[What this task involves]: Look below for the line containing "find the downspout", then write out that line and every line after it to the end, exactly, minus the pictures.

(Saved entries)
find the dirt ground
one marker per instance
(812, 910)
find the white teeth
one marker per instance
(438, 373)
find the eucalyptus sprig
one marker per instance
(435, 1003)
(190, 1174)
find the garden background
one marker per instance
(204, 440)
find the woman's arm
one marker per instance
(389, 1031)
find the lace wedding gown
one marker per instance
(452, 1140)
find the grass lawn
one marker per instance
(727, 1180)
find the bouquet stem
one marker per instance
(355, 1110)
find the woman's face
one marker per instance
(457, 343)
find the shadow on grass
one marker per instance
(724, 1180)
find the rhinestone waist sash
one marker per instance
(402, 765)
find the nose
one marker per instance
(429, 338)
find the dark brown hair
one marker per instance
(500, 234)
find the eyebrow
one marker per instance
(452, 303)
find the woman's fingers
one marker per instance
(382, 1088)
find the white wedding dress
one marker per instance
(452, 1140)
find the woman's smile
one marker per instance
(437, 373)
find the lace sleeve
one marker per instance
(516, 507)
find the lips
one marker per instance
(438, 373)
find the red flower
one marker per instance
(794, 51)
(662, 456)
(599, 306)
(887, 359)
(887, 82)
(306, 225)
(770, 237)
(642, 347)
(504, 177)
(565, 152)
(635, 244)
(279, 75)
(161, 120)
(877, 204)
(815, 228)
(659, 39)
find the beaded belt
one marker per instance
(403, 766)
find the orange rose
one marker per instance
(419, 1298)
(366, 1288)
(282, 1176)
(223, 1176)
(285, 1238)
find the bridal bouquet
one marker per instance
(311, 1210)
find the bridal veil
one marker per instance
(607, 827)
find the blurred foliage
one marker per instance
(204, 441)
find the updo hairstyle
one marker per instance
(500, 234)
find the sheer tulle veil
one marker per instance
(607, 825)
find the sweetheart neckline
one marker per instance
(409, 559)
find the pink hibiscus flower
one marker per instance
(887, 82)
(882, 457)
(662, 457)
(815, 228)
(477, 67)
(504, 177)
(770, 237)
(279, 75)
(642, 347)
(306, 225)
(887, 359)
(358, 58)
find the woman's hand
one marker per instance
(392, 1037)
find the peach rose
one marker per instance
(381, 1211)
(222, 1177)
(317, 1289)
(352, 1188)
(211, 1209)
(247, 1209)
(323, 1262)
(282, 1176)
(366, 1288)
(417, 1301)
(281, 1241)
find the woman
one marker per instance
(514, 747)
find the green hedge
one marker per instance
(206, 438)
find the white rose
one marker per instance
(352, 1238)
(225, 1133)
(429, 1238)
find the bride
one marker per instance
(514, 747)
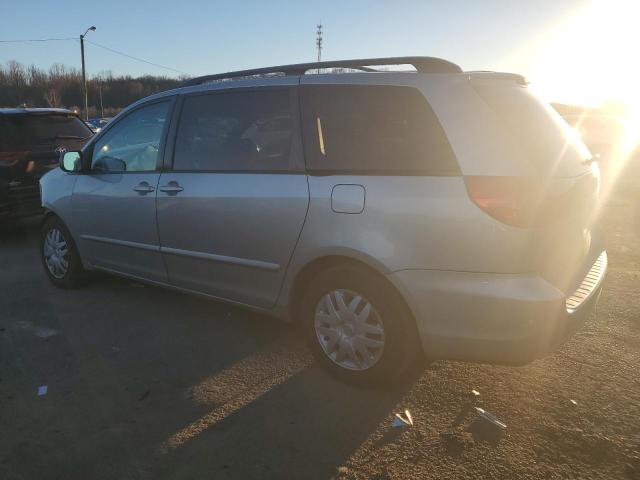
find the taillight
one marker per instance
(8, 159)
(515, 201)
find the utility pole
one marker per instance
(319, 44)
(84, 75)
(101, 107)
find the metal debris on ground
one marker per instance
(399, 421)
(491, 418)
(44, 332)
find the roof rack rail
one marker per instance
(421, 64)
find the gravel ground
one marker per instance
(145, 384)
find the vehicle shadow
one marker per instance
(14, 233)
(305, 427)
(145, 382)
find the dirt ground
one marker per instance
(146, 384)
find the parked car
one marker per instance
(389, 213)
(30, 142)
(602, 134)
(97, 124)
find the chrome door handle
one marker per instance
(171, 188)
(143, 188)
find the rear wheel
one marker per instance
(59, 255)
(357, 326)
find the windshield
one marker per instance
(39, 129)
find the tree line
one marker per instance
(61, 86)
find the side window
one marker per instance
(133, 143)
(237, 130)
(374, 129)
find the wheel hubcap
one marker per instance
(56, 253)
(349, 329)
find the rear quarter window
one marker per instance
(547, 142)
(384, 130)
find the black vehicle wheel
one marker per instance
(59, 255)
(357, 326)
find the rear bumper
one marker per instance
(496, 318)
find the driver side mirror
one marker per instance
(71, 161)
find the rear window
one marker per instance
(373, 130)
(549, 143)
(40, 129)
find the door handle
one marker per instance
(171, 188)
(143, 188)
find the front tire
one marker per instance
(357, 325)
(59, 255)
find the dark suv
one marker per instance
(31, 140)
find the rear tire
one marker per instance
(357, 326)
(59, 255)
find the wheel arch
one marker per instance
(309, 269)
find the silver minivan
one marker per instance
(390, 213)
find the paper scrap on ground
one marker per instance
(491, 418)
(400, 421)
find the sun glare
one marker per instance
(588, 59)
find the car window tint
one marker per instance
(35, 129)
(133, 143)
(235, 131)
(374, 129)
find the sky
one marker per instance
(574, 51)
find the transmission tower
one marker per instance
(319, 41)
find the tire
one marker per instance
(361, 361)
(64, 270)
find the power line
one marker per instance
(136, 58)
(97, 45)
(36, 40)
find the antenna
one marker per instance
(319, 43)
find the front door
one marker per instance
(232, 207)
(115, 202)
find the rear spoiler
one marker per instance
(489, 75)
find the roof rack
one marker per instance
(421, 64)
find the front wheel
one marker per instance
(59, 255)
(357, 325)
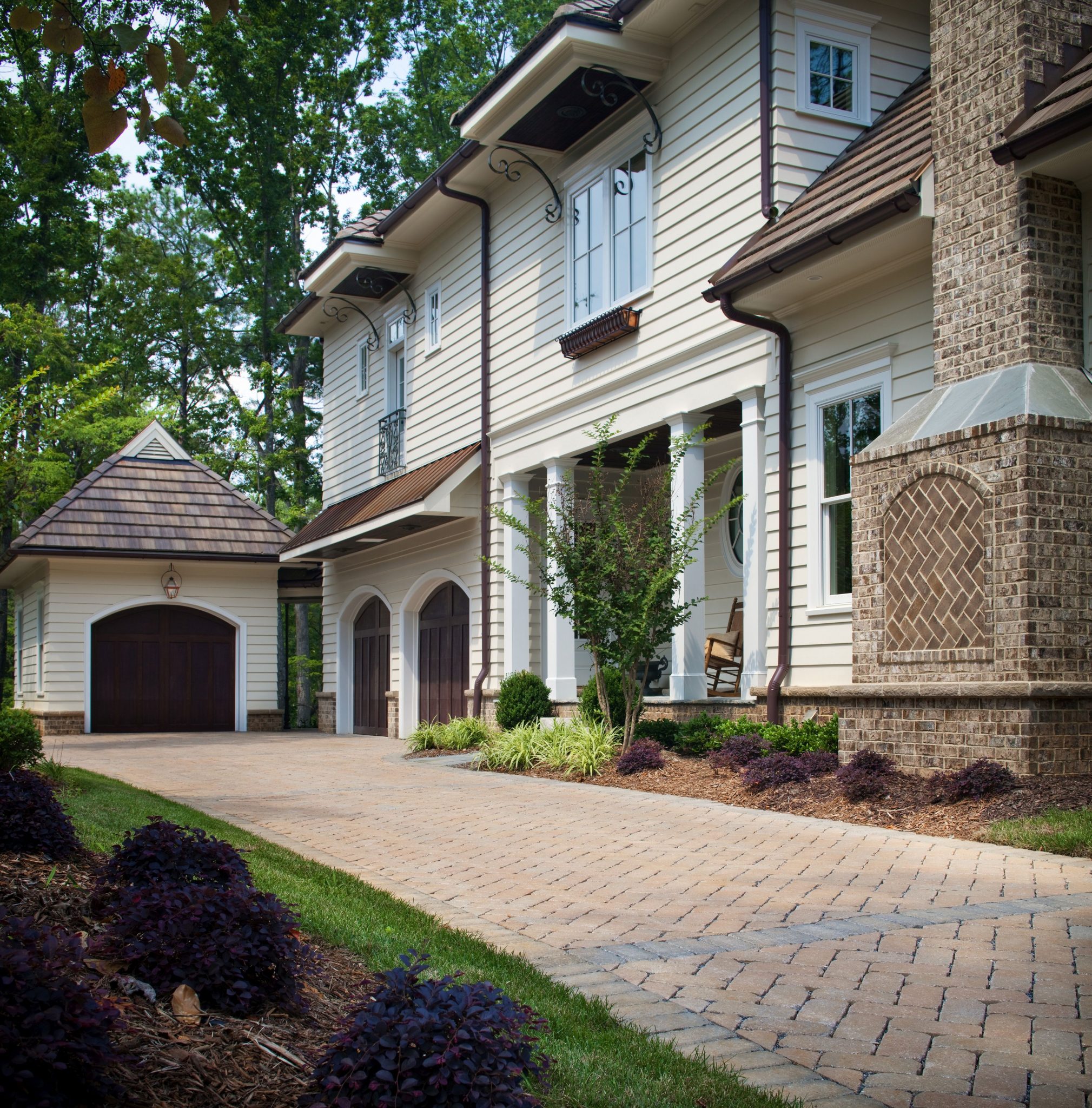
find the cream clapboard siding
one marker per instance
(81, 589)
(897, 309)
(805, 144)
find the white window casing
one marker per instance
(865, 380)
(433, 309)
(834, 63)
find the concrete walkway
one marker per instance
(845, 965)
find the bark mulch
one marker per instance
(910, 804)
(261, 1062)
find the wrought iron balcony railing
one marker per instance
(391, 434)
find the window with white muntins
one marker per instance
(611, 238)
(834, 64)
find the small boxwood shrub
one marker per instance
(665, 731)
(977, 781)
(773, 770)
(866, 775)
(700, 736)
(31, 820)
(523, 698)
(420, 1042)
(239, 948)
(55, 1031)
(162, 852)
(20, 744)
(590, 700)
(643, 755)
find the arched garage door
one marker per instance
(162, 668)
(445, 655)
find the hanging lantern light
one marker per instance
(172, 582)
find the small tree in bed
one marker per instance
(608, 559)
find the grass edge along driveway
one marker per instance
(599, 1062)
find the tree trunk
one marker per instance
(304, 709)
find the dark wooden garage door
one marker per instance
(162, 668)
(445, 654)
(371, 668)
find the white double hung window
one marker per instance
(611, 240)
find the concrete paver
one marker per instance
(842, 964)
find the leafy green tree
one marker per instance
(607, 558)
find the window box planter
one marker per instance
(599, 331)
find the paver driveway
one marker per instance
(842, 964)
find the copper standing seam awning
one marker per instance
(380, 513)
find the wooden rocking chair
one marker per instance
(725, 656)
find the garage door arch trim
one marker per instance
(143, 602)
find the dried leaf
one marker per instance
(96, 83)
(217, 9)
(103, 123)
(61, 38)
(117, 76)
(171, 130)
(155, 59)
(185, 1003)
(24, 19)
(184, 69)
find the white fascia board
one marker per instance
(352, 256)
(574, 45)
(436, 503)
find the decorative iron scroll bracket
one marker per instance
(599, 88)
(507, 168)
(371, 287)
(339, 312)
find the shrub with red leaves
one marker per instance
(866, 775)
(420, 1042)
(239, 948)
(643, 755)
(55, 1031)
(977, 781)
(162, 852)
(31, 820)
(773, 770)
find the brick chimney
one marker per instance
(1006, 248)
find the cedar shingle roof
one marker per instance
(873, 179)
(389, 497)
(1059, 113)
(154, 505)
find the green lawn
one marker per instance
(1055, 830)
(598, 1060)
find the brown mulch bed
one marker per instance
(908, 807)
(260, 1062)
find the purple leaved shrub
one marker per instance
(441, 1042)
(162, 852)
(643, 755)
(239, 948)
(31, 820)
(773, 770)
(55, 1031)
(982, 779)
(819, 762)
(866, 775)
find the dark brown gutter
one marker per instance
(784, 493)
(485, 602)
(904, 201)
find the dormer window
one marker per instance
(833, 64)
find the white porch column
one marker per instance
(517, 596)
(688, 643)
(753, 520)
(561, 642)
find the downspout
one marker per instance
(486, 635)
(784, 493)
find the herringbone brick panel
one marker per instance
(934, 579)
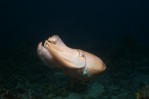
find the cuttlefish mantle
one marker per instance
(74, 62)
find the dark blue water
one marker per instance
(117, 31)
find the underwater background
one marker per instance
(115, 30)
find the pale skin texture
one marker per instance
(74, 62)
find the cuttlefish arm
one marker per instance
(74, 62)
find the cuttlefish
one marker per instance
(73, 62)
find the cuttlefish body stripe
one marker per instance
(74, 62)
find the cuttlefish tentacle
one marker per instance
(74, 62)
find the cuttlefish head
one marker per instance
(74, 62)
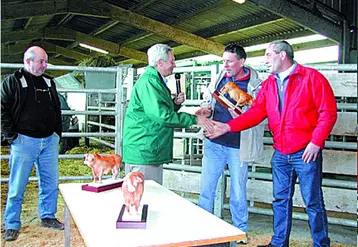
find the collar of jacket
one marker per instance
(298, 70)
(20, 76)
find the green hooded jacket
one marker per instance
(150, 120)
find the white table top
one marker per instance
(172, 220)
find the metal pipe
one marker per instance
(295, 215)
(265, 176)
(112, 127)
(108, 144)
(329, 144)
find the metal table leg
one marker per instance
(67, 227)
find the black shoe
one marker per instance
(11, 234)
(52, 223)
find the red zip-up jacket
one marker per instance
(308, 115)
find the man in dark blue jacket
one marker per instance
(31, 124)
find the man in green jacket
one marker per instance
(152, 115)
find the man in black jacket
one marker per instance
(31, 124)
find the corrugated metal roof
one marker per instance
(62, 22)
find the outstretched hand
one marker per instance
(205, 112)
(218, 130)
(233, 113)
(179, 99)
(310, 152)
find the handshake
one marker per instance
(212, 129)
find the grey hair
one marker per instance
(157, 52)
(282, 45)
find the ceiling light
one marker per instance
(240, 1)
(93, 48)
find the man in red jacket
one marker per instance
(301, 111)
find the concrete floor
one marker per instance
(260, 227)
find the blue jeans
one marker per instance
(285, 170)
(26, 151)
(215, 158)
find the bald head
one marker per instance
(35, 60)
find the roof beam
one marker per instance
(129, 18)
(17, 58)
(64, 51)
(68, 34)
(286, 9)
(30, 9)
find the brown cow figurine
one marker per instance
(101, 165)
(132, 188)
(237, 94)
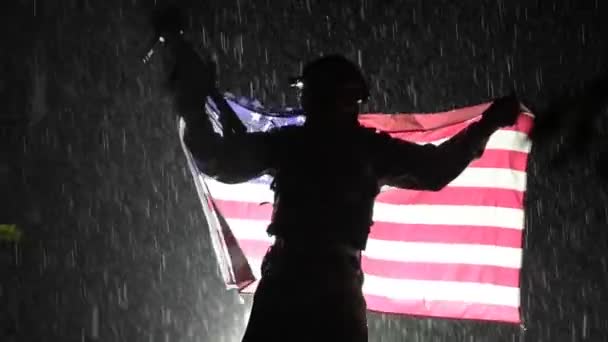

[Final answer]:
find the downspout
one marker per instance
(486, 635)
(784, 493)
find the herringbone brick panel
one marker per instance
(934, 579)
find the cuttlefish mantle
one marker per instance
(74, 62)
find the dark blue water
one marker per instance
(117, 31)
find the underwater background
one marker per instance
(115, 30)
find the pale skin texture
one marker per instance
(74, 62)
find the cuttlefish arm
one marker per instance
(74, 62)
find the cuttlefish
one marker per instance
(73, 62)
find the cuttlefish body stripe
one marker per instance
(74, 62)
find the cuttlefish tentacle
one marker per instance
(74, 62)
find the cuttlefish head
one marker per instance
(74, 62)
find the collar of jacket
one marker per instance
(298, 70)
(20, 76)
find the green hooded jacket
one marker per instance
(150, 120)
find the white table top
one marker per instance
(172, 220)
find the metal pipe
one marker per instance
(295, 215)
(265, 176)
(112, 127)
(108, 144)
(329, 144)
find the metal table leg
one marker per instance
(67, 227)
find the black shoe
one marker per instance
(11, 234)
(52, 223)
find the red zip-up jacket
one marker per instance
(308, 115)
find the man in dark blue jacket
one marker per instance
(31, 124)
find the man in green jacket
one marker per instance
(152, 115)
find the man in black jacket
one marker per instance
(31, 124)
find the corrugated metal roof
one marker per instance
(62, 22)
find the outstretched hand
one marker per instance
(205, 112)
(218, 130)
(233, 113)
(179, 99)
(310, 152)
find the handshake
one marker per instance
(212, 129)
find the grey hair
one marker per instance
(157, 52)
(282, 45)
find the ceiling light
one marker per instance
(240, 1)
(93, 48)
find the man in red jacket
one marker per instance
(301, 111)
find the concrete floor
one marker per instance
(260, 227)
find the blue jeans
one marker per instance
(285, 170)
(26, 151)
(215, 158)
find the bald head
one marker per instance
(35, 60)
find the roof beam
one marker per instance
(129, 18)
(17, 58)
(64, 51)
(68, 34)
(286, 9)
(30, 9)
find the brown cow figurine
one marker per instance
(101, 165)
(132, 188)
(237, 94)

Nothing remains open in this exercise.